Give the entries again, word for word.

» Collected data:
###

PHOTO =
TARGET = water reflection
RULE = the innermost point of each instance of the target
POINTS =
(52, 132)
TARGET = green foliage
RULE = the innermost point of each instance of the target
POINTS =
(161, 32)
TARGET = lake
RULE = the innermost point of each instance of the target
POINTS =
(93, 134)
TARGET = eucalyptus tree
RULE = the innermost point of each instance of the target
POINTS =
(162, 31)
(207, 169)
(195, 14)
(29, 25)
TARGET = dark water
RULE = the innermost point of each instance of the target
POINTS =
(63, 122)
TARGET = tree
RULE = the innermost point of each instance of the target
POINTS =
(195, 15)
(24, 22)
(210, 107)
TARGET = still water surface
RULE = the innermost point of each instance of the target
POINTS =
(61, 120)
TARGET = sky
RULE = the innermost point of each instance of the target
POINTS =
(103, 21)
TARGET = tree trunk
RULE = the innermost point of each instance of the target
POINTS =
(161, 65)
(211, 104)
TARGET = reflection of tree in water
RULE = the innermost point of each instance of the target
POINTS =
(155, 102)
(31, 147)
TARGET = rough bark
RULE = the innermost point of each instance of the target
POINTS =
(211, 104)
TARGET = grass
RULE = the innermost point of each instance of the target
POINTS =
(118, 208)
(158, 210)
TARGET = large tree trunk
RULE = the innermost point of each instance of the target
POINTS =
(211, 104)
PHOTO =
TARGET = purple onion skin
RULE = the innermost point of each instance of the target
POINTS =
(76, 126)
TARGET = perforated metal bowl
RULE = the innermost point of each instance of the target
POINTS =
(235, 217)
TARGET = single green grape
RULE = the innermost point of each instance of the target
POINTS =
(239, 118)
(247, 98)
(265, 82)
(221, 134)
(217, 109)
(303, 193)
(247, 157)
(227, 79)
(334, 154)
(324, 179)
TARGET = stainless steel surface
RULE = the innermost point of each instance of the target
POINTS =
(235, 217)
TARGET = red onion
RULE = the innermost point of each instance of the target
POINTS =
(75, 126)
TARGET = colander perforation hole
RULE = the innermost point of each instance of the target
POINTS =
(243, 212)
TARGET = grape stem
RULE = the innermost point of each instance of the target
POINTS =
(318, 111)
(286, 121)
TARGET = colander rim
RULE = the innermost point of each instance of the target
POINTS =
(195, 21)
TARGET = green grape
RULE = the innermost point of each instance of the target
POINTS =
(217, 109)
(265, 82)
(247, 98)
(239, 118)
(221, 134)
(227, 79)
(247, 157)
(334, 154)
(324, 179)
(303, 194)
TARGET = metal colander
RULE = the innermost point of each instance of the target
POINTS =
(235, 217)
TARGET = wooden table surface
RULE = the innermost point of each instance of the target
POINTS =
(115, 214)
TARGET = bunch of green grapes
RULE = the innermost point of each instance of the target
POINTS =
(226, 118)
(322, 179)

###

» Expected output:
PHOTO =
TARGET = water reflection
RULE = the innermost point of each instance of the target
POINTS =
(52, 132)
TARGET = green foliage
RULE = the innermost point of each instance of the target
POINTS =
(161, 32)
TARGET = lake
RULE = the innermost point of each instance of the target
POINTS =
(93, 134)
TARGET = eucalyptus tree
RULE = the innermost point of each instance of the target
POINTS =
(162, 31)
(207, 169)
(195, 14)
(29, 25)
TARGET = dark water
RULE = the innermost point of each instance of the target
POINTS =
(63, 122)
TARGET = tree
RULE = the innermost point of each instance of the target
POINTS =
(195, 15)
(24, 22)
(210, 107)
TARGET = still water surface
RULE = the innermost point of each instance of the target
POINTS =
(61, 120)
TARGET = sky
RULE = the innermost point of each instance of the target
POINTS =
(103, 21)
TARGET = tree trunk
RULE = the innermost point of each instance of the target
POINTS =
(161, 65)
(211, 104)
TARGET = reflection of tree in water
RULE = the innermost point of each instance of the target
POINTS =
(155, 102)
(31, 147)
TARGET = rough bark
RULE = the innermost point of each instance of the target
POINTS =
(211, 104)
TARGET = grass
RULE = the innermost point of each instance of the target
POINTS =
(118, 208)
(158, 210)
TARGET = large tree trunk
RULE = the innermost point of each instance of the target
POINTS =
(211, 104)
PHOTO =
TARGET = purple onion skin
RULE = the innermost point of each instance of the target
POINTS =
(76, 126)
TARGET = perforated metal bowl
RULE = the innermost point of each instance of the target
POINTS =
(235, 217)
TARGET = single green grape
RULE = the innermost point of each instance of the target
POINTS =
(239, 118)
(247, 98)
(265, 82)
(221, 134)
(217, 109)
(303, 193)
(247, 157)
(227, 79)
(334, 154)
(324, 179)
TARGET = stainless steel surface
RULE = the innermost point of each instance of the target
POINTS =
(235, 217)
TARGET = red onion
RULE = the innermost point of each instance of the target
POINTS =
(75, 126)
TARGET = colander perforation hole
RULE = the innermost point of each instance of the target
POINTS =
(243, 212)
TARGET = grape stem
RULE = the innermost point of each instance of the target
POINTS =
(318, 111)
(286, 121)
TARGET = colander rim
RULE = the innermost point of each instance of the target
POINTS =
(195, 21)
TARGET = green grape
RULE = the innermost point of each instance of the target
POINTS =
(217, 109)
(265, 82)
(247, 98)
(239, 118)
(221, 134)
(227, 79)
(247, 157)
(334, 154)
(324, 179)
(303, 194)
TARGET = metal colander
RULE = the innermost point of each instance of the target
POINTS =
(235, 217)
TARGET = wooden table surface
RULE = the innermost point of each instance of the target
POINTS =
(115, 214)
TARGET = bunch of green grapes
RULE = the innermost point of each instance of the target
POINTS =
(226, 118)
(322, 179)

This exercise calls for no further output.